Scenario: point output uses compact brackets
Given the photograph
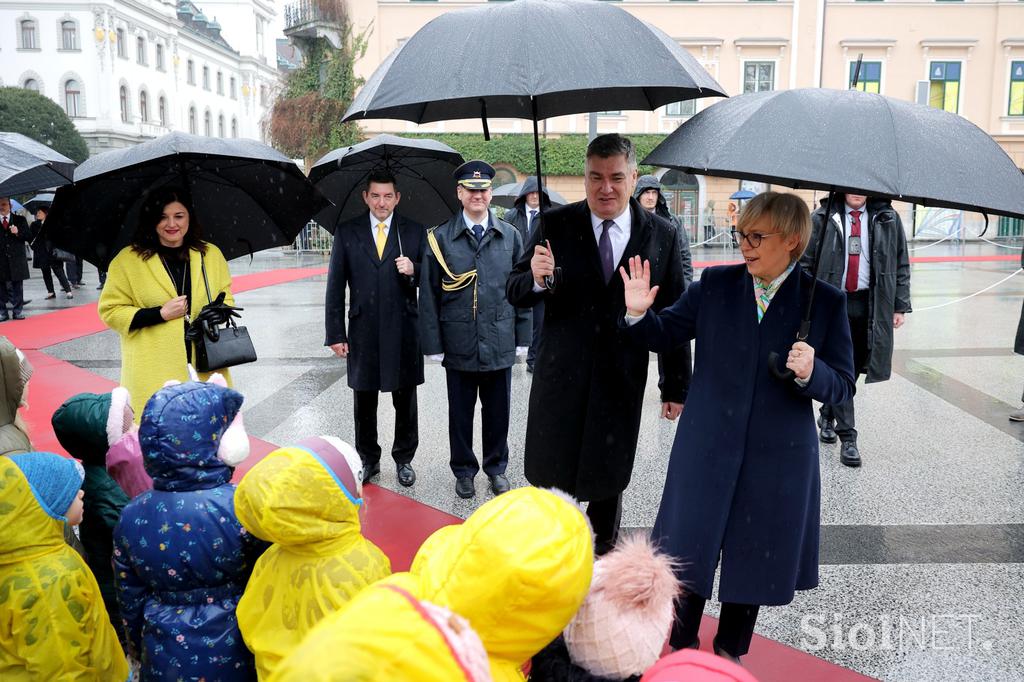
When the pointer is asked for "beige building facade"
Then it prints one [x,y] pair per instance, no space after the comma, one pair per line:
[963,55]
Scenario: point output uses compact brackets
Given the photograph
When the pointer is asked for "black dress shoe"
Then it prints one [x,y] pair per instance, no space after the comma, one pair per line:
[849,455]
[500,484]
[827,430]
[371,471]
[464,487]
[406,474]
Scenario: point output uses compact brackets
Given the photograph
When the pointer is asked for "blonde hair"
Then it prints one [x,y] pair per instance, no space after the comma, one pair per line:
[786,212]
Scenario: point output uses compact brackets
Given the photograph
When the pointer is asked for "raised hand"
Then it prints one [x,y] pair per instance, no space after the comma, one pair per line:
[639,294]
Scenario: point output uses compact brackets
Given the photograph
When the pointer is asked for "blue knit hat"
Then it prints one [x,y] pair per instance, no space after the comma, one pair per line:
[54,480]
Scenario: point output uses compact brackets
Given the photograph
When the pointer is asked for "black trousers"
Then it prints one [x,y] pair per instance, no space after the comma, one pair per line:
[605,516]
[735,625]
[858,310]
[538,329]
[407,426]
[495,391]
[11,293]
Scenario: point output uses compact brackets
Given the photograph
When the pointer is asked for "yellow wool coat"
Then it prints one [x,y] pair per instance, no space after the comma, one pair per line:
[518,569]
[152,355]
[53,625]
[318,561]
[380,636]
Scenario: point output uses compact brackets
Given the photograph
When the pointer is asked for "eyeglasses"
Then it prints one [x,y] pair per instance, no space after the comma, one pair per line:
[754,239]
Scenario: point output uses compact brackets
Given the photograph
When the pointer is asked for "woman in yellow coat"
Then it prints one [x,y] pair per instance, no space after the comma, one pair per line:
[53,625]
[154,287]
[305,499]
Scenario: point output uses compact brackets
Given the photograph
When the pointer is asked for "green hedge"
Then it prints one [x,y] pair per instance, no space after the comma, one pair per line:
[559,156]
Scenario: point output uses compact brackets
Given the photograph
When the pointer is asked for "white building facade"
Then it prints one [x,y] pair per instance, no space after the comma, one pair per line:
[127,71]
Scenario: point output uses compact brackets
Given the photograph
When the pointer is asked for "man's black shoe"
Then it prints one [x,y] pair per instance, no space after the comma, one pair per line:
[464,487]
[499,484]
[827,430]
[849,455]
[371,471]
[406,474]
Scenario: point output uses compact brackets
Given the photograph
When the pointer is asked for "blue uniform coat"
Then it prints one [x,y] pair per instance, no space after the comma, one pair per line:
[743,472]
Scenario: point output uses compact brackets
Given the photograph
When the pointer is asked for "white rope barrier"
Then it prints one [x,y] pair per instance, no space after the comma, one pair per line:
[977,293]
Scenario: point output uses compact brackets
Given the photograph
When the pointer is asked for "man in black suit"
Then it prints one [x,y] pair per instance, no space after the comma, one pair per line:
[588,390]
[13,263]
[377,257]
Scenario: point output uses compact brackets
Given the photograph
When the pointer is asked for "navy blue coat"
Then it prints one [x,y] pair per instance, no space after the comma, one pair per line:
[743,472]
[181,557]
[383,326]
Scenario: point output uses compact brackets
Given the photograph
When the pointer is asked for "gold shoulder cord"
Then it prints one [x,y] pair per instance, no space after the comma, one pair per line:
[454,282]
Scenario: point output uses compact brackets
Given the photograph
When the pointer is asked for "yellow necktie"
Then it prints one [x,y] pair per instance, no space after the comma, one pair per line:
[381,240]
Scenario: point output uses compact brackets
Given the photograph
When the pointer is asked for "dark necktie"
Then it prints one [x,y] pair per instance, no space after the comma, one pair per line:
[604,248]
[853,267]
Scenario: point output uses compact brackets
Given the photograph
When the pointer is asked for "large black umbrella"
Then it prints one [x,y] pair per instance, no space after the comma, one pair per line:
[423,169]
[27,165]
[567,56]
[247,197]
[847,141]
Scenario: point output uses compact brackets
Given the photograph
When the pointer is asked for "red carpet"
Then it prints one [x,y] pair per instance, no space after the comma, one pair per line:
[398,525]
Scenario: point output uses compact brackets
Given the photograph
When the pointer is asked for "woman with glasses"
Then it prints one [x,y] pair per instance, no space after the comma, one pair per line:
[742,487]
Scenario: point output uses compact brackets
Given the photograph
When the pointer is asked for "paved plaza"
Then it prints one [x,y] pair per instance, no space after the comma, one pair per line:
[923,547]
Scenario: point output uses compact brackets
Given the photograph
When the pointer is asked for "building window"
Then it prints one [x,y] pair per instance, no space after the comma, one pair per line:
[1016,88]
[69,36]
[73,98]
[943,90]
[759,76]
[869,79]
[685,108]
[124,104]
[28,34]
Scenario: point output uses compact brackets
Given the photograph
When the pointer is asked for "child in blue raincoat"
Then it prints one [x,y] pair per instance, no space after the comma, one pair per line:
[180,555]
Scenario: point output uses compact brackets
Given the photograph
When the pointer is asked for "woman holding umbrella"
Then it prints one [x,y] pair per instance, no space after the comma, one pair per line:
[155,286]
[742,484]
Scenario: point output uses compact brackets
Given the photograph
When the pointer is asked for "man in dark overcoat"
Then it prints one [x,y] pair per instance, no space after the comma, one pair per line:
[588,387]
[13,262]
[466,322]
[525,215]
[863,254]
[376,256]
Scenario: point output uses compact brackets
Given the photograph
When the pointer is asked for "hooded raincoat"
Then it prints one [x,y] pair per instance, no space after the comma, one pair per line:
[52,622]
[385,635]
[318,560]
[180,556]
[517,569]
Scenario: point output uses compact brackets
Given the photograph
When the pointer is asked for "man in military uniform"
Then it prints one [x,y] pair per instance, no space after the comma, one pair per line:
[467,323]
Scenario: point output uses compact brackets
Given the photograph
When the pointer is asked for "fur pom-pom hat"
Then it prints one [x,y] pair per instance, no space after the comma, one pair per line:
[623,625]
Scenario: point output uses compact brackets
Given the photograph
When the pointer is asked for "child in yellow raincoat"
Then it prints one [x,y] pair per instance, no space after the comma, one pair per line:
[53,625]
[305,499]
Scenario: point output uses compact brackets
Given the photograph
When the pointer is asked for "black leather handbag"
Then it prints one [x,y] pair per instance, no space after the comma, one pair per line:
[218,347]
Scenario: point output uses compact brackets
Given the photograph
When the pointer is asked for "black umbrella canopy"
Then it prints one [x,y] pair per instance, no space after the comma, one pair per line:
[849,141]
[423,170]
[27,165]
[247,197]
[570,55]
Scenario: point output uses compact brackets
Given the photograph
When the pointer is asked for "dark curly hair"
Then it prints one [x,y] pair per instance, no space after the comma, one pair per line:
[145,242]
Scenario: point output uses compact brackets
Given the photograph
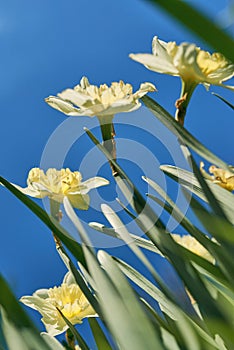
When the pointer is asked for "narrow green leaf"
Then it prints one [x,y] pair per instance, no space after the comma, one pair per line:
[18,330]
[201,25]
[82,343]
[189,181]
[181,132]
[99,336]
[141,242]
[53,343]
[122,324]
[214,204]
[50,222]
[224,100]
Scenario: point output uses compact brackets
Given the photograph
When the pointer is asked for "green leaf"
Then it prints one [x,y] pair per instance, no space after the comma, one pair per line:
[189,181]
[118,225]
[141,242]
[17,328]
[114,291]
[195,21]
[181,132]
[53,343]
[99,336]
[168,306]
[224,100]
[50,222]
[82,343]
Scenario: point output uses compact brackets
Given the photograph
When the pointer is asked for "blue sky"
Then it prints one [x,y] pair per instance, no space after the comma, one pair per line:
[47,46]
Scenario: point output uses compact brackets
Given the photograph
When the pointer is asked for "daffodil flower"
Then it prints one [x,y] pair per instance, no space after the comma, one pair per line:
[67,298]
[193,245]
[57,184]
[103,101]
[221,177]
[193,65]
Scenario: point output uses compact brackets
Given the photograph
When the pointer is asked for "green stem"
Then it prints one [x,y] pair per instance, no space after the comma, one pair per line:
[57,215]
[108,134]
[181,104]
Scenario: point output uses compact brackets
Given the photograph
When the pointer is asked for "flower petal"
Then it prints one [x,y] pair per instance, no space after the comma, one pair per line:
[155,63]
[61,105]
[79,201]
[144,89]
[93,182]
[121,106]
[159,49]
[75,97]
[69,278]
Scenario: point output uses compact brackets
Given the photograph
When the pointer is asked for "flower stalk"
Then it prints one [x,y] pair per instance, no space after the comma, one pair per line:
[182,103]
[108,134]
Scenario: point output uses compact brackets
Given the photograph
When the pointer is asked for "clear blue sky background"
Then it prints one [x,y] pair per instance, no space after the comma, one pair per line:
[47,46]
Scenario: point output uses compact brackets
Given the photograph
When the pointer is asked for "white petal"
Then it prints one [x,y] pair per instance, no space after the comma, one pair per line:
[29,191]
[159,49]
[84,82]
[155,63]
[94,182]
[37,303]
[69,278]
[226,86]
[42,293]
[144,89]
[121,106]
[61,105]
[74,97]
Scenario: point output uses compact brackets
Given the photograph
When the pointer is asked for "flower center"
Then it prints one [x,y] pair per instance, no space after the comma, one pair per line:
[67,299]
[56,181]
[104,94]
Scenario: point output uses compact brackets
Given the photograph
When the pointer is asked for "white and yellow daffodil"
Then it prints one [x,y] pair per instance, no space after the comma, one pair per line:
[90,100]
[193,245]
[221,177]
[57,184]
[67,298]
[188,61]
[193,65]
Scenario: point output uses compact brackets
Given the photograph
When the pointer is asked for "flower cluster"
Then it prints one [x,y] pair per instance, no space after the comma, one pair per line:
[188,61]
[67,299]
[57,184]
[221,177]
[90,100]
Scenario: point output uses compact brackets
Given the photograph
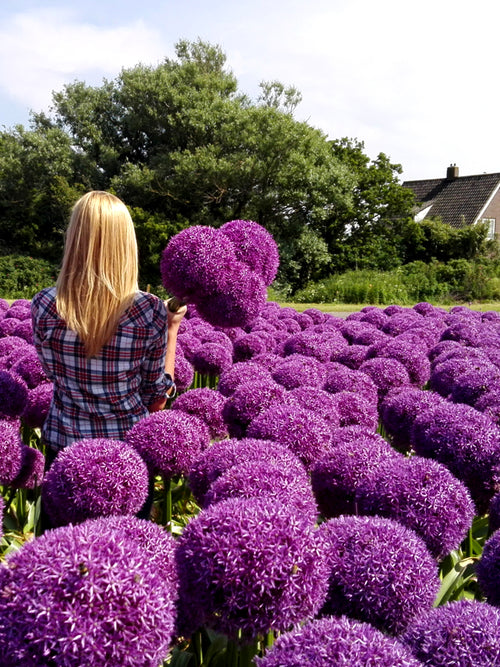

━━━

• **Direction**: Return every line of the listing above that contains the word "green", copied whole. Case counts.

• **Problem solution**:
When the pointer is asked for "green hedge"
When the pointer is asked for "narrow green leaf"
When the pointer is asked for "green leaf"
When the pointer is asked for "green stem"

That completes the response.